WHAT NEEDS TO BE DONE | Every line of the listing below must be printed again exactly, apart from its pictures.

══════

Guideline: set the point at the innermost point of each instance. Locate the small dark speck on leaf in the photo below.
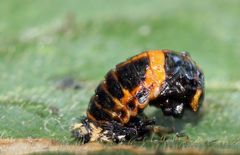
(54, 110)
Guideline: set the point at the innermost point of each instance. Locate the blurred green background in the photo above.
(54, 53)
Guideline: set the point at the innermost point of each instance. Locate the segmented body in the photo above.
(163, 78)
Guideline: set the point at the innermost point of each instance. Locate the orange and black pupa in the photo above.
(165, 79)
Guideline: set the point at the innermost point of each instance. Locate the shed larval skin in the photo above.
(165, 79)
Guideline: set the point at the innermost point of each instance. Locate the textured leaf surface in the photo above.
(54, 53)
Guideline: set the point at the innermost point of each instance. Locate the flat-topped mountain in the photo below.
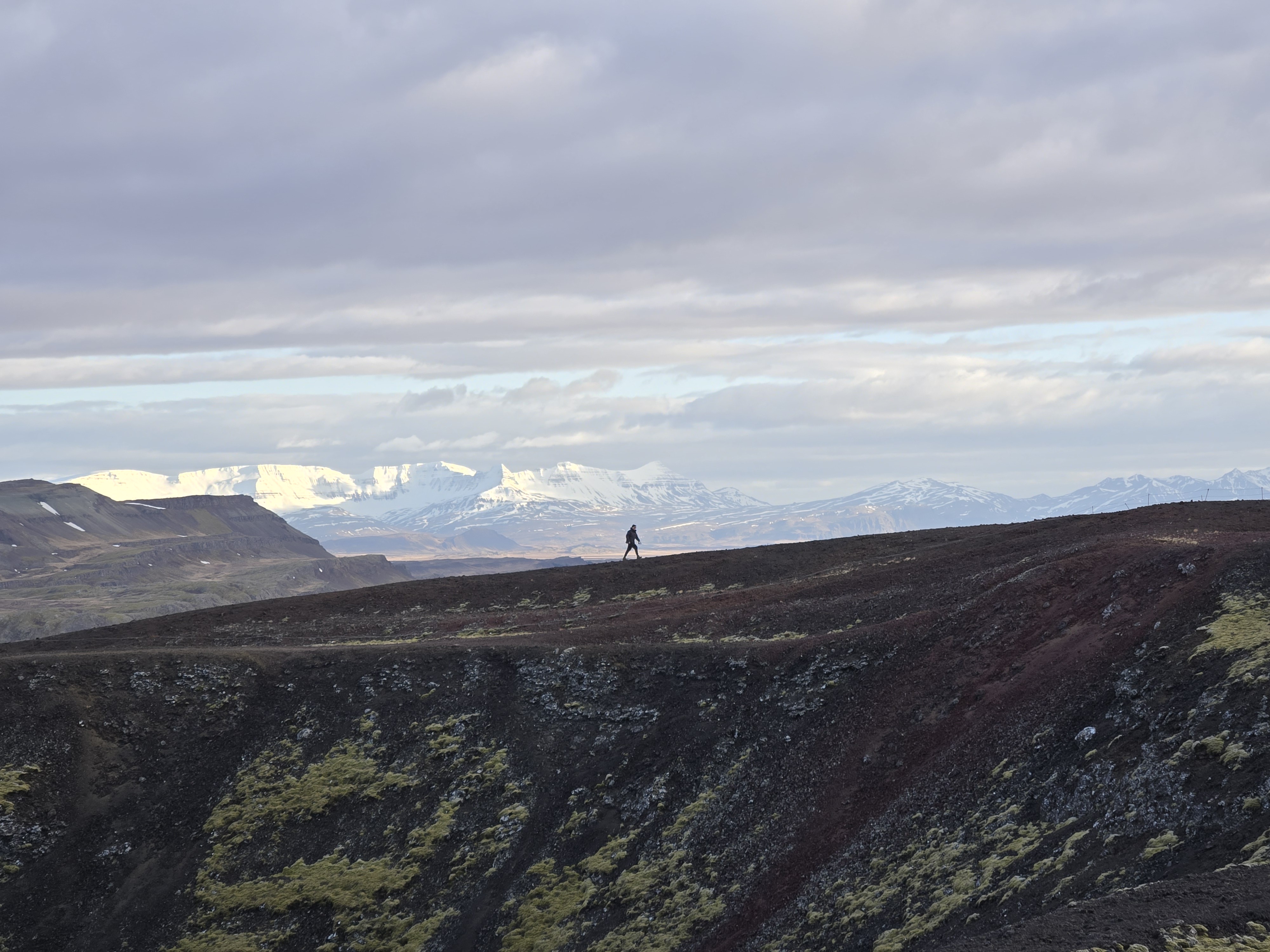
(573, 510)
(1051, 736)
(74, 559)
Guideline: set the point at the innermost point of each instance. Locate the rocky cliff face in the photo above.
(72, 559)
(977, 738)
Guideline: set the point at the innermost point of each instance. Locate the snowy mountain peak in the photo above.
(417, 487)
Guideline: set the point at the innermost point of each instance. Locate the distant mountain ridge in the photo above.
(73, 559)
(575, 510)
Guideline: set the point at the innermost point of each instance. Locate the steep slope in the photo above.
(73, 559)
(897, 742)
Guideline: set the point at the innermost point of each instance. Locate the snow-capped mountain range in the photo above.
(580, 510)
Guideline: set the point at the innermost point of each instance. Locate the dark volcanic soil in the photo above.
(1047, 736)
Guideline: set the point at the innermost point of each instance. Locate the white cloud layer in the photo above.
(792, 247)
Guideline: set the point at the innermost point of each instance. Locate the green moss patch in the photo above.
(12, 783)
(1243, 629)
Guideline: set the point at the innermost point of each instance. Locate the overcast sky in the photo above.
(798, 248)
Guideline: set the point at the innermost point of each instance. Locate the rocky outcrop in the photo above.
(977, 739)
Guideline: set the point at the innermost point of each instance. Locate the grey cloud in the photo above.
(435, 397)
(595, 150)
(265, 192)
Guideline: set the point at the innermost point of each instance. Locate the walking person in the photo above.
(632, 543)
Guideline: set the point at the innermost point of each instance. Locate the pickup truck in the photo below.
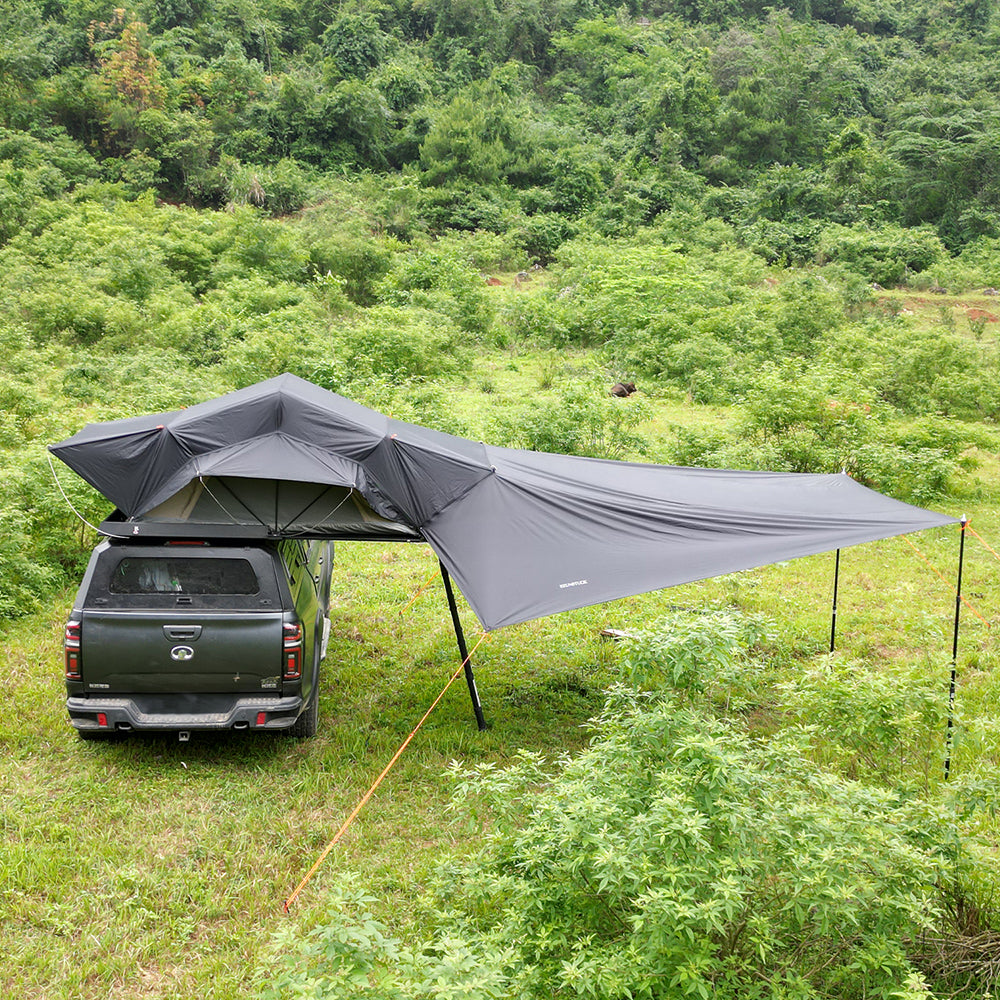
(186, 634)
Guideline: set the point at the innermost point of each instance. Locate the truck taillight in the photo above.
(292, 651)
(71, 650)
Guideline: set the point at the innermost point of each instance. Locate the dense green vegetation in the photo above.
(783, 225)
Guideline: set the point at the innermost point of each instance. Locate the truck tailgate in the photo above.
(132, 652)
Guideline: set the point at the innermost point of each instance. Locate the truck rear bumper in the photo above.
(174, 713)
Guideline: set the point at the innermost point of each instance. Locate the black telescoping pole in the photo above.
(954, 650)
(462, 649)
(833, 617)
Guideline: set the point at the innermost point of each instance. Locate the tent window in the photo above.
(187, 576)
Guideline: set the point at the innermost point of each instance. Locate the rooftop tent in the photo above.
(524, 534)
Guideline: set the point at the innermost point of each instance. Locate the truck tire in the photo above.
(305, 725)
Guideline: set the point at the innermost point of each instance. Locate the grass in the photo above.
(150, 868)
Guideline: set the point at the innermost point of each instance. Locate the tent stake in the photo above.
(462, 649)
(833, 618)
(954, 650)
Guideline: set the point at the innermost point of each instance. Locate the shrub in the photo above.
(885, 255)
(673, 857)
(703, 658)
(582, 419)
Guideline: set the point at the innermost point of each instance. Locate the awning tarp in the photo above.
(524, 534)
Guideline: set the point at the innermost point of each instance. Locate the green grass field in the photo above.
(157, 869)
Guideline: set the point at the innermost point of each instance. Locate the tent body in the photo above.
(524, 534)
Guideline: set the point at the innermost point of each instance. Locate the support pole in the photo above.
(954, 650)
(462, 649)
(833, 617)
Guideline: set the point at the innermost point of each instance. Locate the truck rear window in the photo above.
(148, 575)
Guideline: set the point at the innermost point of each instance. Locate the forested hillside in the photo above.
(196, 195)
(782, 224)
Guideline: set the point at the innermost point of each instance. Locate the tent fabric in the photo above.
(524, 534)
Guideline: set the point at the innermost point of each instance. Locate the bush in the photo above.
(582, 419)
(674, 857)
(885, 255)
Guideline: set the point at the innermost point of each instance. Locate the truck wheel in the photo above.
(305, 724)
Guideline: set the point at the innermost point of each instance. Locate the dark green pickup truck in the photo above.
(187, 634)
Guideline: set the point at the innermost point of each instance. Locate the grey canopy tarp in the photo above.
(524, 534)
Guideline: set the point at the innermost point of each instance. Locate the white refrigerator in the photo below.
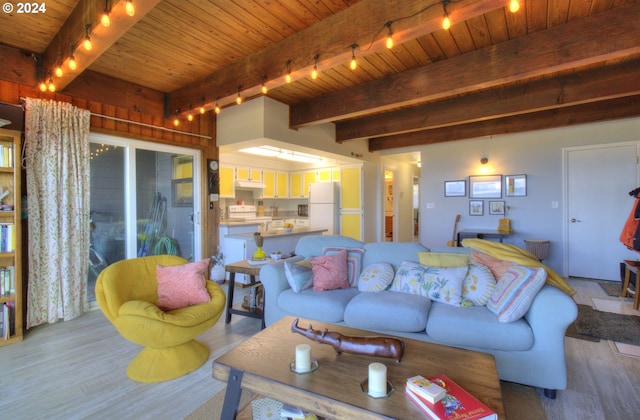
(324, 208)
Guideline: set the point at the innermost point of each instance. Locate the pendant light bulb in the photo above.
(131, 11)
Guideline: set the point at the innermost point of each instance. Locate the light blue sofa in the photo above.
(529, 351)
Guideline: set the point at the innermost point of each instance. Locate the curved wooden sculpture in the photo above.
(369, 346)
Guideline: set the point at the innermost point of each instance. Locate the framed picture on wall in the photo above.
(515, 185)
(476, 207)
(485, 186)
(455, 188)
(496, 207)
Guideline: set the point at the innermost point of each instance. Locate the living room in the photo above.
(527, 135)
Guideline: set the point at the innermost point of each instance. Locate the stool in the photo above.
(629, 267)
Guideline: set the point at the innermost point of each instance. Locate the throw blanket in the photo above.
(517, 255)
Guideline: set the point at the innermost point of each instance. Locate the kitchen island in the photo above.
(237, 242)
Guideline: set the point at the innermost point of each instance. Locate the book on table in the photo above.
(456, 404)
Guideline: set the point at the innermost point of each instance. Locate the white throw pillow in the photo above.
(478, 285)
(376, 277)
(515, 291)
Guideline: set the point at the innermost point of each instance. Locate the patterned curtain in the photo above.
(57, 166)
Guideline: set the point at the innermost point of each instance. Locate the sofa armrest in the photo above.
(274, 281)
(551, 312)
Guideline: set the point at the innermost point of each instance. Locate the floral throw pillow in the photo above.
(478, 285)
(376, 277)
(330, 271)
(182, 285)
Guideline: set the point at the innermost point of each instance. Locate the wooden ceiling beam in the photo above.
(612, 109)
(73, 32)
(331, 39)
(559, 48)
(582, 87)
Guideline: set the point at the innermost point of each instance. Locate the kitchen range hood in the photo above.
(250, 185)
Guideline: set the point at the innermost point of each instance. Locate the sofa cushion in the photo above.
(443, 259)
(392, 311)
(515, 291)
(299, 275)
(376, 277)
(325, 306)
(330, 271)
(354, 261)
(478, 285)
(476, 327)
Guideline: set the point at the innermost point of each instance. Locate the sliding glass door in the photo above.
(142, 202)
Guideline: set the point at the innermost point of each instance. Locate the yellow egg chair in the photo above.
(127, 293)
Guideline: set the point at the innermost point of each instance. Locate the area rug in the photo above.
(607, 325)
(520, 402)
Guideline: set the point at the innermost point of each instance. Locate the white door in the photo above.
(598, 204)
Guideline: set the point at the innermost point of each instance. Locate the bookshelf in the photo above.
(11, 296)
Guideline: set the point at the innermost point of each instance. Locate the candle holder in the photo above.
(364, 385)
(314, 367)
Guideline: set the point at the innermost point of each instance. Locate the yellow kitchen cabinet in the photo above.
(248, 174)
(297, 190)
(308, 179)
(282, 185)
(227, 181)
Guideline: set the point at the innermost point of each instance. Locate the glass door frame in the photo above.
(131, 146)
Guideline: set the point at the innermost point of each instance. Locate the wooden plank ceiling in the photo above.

══════

REPLY |
Guideline: set the point at the innermost point of each instance. Locate the small dark speck on leaf in the photo below.
(54, 110)
Guideline: set the point at the innermost point of each instance. Locate the blurred green background in the photo above.
(54, 53)
Guideline: set the point at the innermost point of each instance. Locate the segmented body in the photo above.
(163, 78)
Guideline: set the point at the innermost point of each instance. Locate the orange and black pupa in the photo above.
(165, 79)
Guideline: set the point at the innermost point of each instance. Locate the shed larval skin in the photo above.
(165, 79)
Guideline: set the point at the innermost point of each instance. Locate the textured leaf surface in the photo above.
(54, 53)
Guideline: set the point at the innermost point of each instance. Locate the flat-topped mountain in the photo below.
(573, 510)
(1051, 736)
(74, 559)
Guideline: set the point at the innermost point of each instance. Locate the rocky cliff face in the photo above.
(72, 559)
(977, 738)
Guideline: set the point at the innermost point of each instance. Locate the snowy mountain peak in the photo above.
(417, 487)
Guideline: set the point at the innermost point of each instance. Locate the distant mountain ridge in the photo above.
(73, 559)
(575, 510)
Guideline: set the point at the innermost point of each instance. Locate the steep slope in the photo above.
(73, 559)
(897, 742)
Guideline: set the point at the innermost point of each instance. Locate the snow-capped mountain range in the photo above.
(580, 510)
Guideline: set the point at the innermost point of each instance. Locate the dark volcanic soil in the photo above.
(1047, 736)
Guideline: set the point at the innermost point of each instance. Locate the white cloud layer in the photo above.
(792, 247)
Guideline: set the point at the innermost point of each instance. Locate the green moss patch in the photo above.
(12, 783)
(1243, 629)
Guideline: set the point at the innermost point of each instance. Locate the overcast sky in the photo above.
(798, 248)
Guideline: set the point at the innermost point of each instance. Locate the rocky outcrop in the photo above.
(977, 739)
Guideline: set the point at the innermost point of each instance. Locate the grey cloud in the photo above.
(435, 397)
(595, 150)
(265, 192)
Guideline: set the point at the innermost point of each instance. Locate the walking person in the photo above.
(632, 543)
Guideline: set the point at the innermost point of each instance. Locate the pickup truck in the photo below.
(186, 634)
Guideline: set the point at the innermost point of each instance. Locate the truck taillight in the photo above.
(292, 651)
(71, 650)
Guideline: set the point at the innermost point of each instance. Locate the dense green vegetation in the photo above.
(783, 225)
Guideline: set the point at the innermost point of each instance. Locate the truck tailgate in the photo above.
(132, 652)
Guideline: set the point at the innermost point of each instance. Locate the truck rear bumper in the photo above.
(174, 713)
Guideline: set the point at the innermost point of each instance. Locate the black telescoping pole in the photo above.
(954, 650)
(462, 649)
(833, 617)
Guideline: set the point at the innermost point of each instance. Locate the tent window in the photo above.
(187, 576)
Guideline: set the point at the innermost point of each instance. Locate the rooftop tent in the photo above.
(524, 534)
Guideline: set the point at the innermost point of each instance. Locate the truck tire in the photo above.
(305, 725)
Guideline: set the point at the innermost point of each instance. Locate the grass in the photo above.
(150, 868)
Guideline: set the point at the innermost point of each instance. Locate the tent stake in the photo above.
(462, 649)
(833, 618)
(954, 650)
Guideline: set the point at the innermost point of each instance. Locate the shrub in the photo above.
(885, 255)
(673, 857)
(703, 658)
(582, 419)
Guideline: set the point at the innermost point of each instance. Locate the awning tarp in the photo above.
(524, 534)
Guideline: set the point at the innermost point of each instance. Locate the green grass field in the photo above.
(157, 869)
Guideline: set the point at the innermost point of each instance. Locate the tent body in the photo above.
(524, 534)
Guideline: set the point at the innermost point of each instance. Locate the support pole in the photo above.
(954, 650)
(462, 649)
(833, 617)
Guideline: set the point at the innermost point of each instance. Locate the truck rear window in the photo above.
(148, 575)
Guideline: set the point at the innermost point of each instance. Locate the forested hillside in the photo above.
(196, 195)
(782, 224)
Guideline: set the point at the innermost point of each instance. Locate the tent fabric in the photo above.
(524, 534)
Guideline: set the point at the innermost point of each instance. Locate the bush in the photo above.
(582, 419)
(674, 857)
(885, 255)
Guideline: set the point at the innermost point of each instance. Locate the truck wheel in the photo above.
(305, 724)
Guideline: set the point at the innermost point of each instance. Locate the dark green pickup truck in the photo above.
(187, 634)
Guideline: set the point at the innermost point of each instance. Locate the grey canopy tarp in the photo above.
(524, 534)
Guideline: set the point at the innermost point of each instance. Locate the white refrigerator in the photo below.
(324, 208)
Guideline: set the point at the innermost point of each instance. Locate the pendant light bulb in the photo above.
(131, 11)
Guideline: set the point at the innermost point of each instance. Locate the light blue sofa in the photo above.
(529, 351)
Guideline: set the point at the innermost point of each instance. Locate the curved wooden sculpture in the photo above.
(369, 346)
Guideline: set the point at the innermost point of each instance. Locate the framed picture on wall in the photo above.
(515, 185)
(476, 207)
(485, 186)
(455, 188)
(496, 207)
Guideline: set the point at the innermost point of each instance. Locate the living room in the photo above.
(527, 135)
Guideline: set the point at the innermost point of each instance. Locate the stool in the photo above.
(629, 267)
Guideline: set the point at the innermost point of each instance. Locate the throw blanket in the photo above.
(517, 255)
Guideline: set the point at the innermost point of each instance. Locate the kitchen island in the photo above.
(237, 242)
Guideline: set the point at the innermost point of each instance. Locate the book on table in the photo above.
(456, 404)
Guideline: set the point at the innermost point of each instance. Locate the white throw pillow in the photo above.
(478, 285)
(376, 277)
(515, 291)
Guideline: set the point at the innermost point of each instance. Locate the patterned curtain in the photo above.
(57, 166)
Guideline: set the point at the innermost point of each instance. Locate the sofa armrest in the photo above.
(274, 281)
(551, 312)
Guideline: set the point at the innermost point of each instance. Locate the floral throw pillow in the photo above.
(478, 285)
(376, 277)
(330, 271)
(182, 285)
Guideline: set the point at the innermost point of each instance. Locate the wooden ceiling beam in the photo above.
(612, 109)
(73, 32)
(331, 39)
(559, 48)
(582, 87)
Guideline: set the point at the innermost point of each instance. Locate the kitchen range hood in the photo above.
(250, 185)
Guideline: set the point at the innermost point of each instance. Locate the sofa cushion in the photo above.
(443, 259)
(392, 311)
(515, 291)
(299, 275)
(376, 277)
(325, 306)
(330, 271)
(354, 261)
(478, 285)
(476, 327)
Guideline: set the point at the innermost point of each instance. Locate the sliding glass door in the photo above.
(142, 202)
Guideline: set the point at the innermost point of each instance. Locate the yellow egg chair in the photo above.
(127, 293)
Guideline: set the point at the innermost point of each instance. Locate the area rug in the photo above.
(607, 325)
(520, 402)
Guideline: set the point at the innermost point of each instance. Locate the white door in the photo above.
(598, 204)
Guideline: set the point at the innermost point of each instance. Locate the bookshelf in the photo above.
(11, 296)
Guideline: set the point at the innermost point of each instance. Locate the candle holder in the photo above.
(364, 385)
(314, 367)
Guideline: set the point at the innermost point of each instance. Locate the yellow kitchen cabinet in the photo above.
(248, 174)
(297, 190)
(308, 179)
(282, 185)
(227, 181)
Guideline: set the point at the innermost point of each instance. Locate the glass door frame in the photo above.
(131, 146)
Guideline: set the point at the innermost point of each instance. Locate the wooden plank ceiling in the photo above.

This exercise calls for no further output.